AIM OF THE EXERCISE:
An exact copy of every entry is required, without the pictures.

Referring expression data
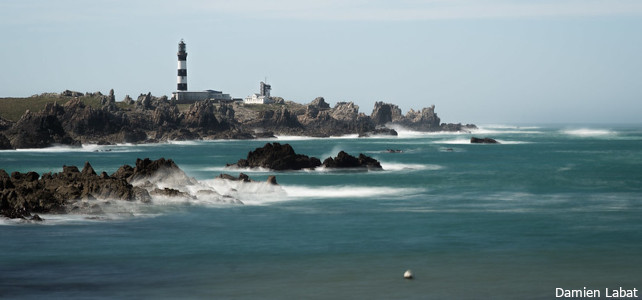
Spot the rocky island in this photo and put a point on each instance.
(73, 118)
(25, 195)
(279, 157)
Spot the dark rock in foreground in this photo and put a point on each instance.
(22, 194)
(382, 131)
(346, 161)
(277, 157)
(282, 157)
(474, 140)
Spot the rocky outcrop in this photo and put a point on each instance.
(5, 143)
(346, 161)
(155, 119)
(278, 157)
(380, 131)
(424, 120)
(474, 140)
(71, 190)
(384, 113)
(38, 130)
(282, 157)
(319, 103)
(22, 194)
(244, 178)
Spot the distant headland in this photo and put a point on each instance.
(73, 118)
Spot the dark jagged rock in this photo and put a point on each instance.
(346, 161)
(5, 143)
(277, 157)
(38, 130)
(154, 119)
(384, 113)
(474, 140)
(23, 194)
(168, 192)
(319, 103)
(244, 178)
(457, 127)
(379, 132)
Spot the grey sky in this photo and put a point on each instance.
(477, 61)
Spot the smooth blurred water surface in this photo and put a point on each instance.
(549, 207)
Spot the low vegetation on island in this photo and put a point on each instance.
(73, 118)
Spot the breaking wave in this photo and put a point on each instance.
(408, 167)
(587, 132)
(323, 192)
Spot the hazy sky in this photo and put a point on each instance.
(477, 61)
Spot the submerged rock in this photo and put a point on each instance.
(474, 140)
(346, 161)
(244, 178)
(277, 157)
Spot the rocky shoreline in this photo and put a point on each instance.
(74, 191)
(275, 156)
(152, 119)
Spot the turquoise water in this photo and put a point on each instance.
(548, 208)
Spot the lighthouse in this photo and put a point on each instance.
(182, 68)
(181, 95)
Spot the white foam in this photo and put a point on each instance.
(587, 132)
(185, 143)
(305, 138)
(303, 192)
(225, 169)
(453, 141)
(391, 166)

TASK RESULT:
Spot the rocky island in this photo and put a point on each instance.
(73, 118)
(25, 195)
(279, 157)
Spot the dark rock in foreground in this photo and put a point on each instance.
(22, 194)
(382, 131)
(346, 161)
(277, 157)
(282, 157)
(474, 140)
Spot the rocky outcrop in this photo and put a point on each instance.
(5, 143)
(346, 161)
(155, 119)
(278, 157)
(380, 131)
(424, 120)
(474, 140)
(71, 190)
(384, 113)
(38, 130)
(282, 157)
(319, 103)
(22, 194)
(244, 178)
Spot the distant headland in this photo and put a point on each instance.
(73, 118)
Spot the dark jagged rock in this photo and put a point on each instance.
(346, 161)
(5, 143)
(277, 157)
(38, 130)
(154, 119)
(384, 113)
(474, 140)
(23, 194)
(168, 192)
(319, 103)
(244, 178)
(457, 127)
(379, 132)
Spot the grey sky in this photo and put a point on each instance.
(477, 61)
Spot the smooth blurred water surface in this photo and put a point on each instance.
(549, 207)
Spot the low vegetation on island in this photo and put a point on each instance.
(73, 118)
Spot the breaking wave in this photo and put a point on each instance.
(408, 167)
(587, 132)
(323, 192)
Spot the hazy sky in this photo and put a point on each instance.
(477, 61)
Spot the submerged rock in this photo and put a point on each instance.
(474, 140)
(346, 161)
(244, 178)
(277, 157)
Spot the rocky shoreline in this photo and put a point on each instance.
(74, 191)
(275, 156)
(152, 119)
Spot the turquoise water in this photo and put a point on each instance.
(548, 208)
Spot the lighthouse in this photo and put a point on each instance.
(182, 68)
(181, 95)
Spot the white foam in this photo and put a point on each instance.
(587, 132)
(185, 143)
(305, 138)
(303, 192)
(225, 169)
(453, 141)
(391, 166)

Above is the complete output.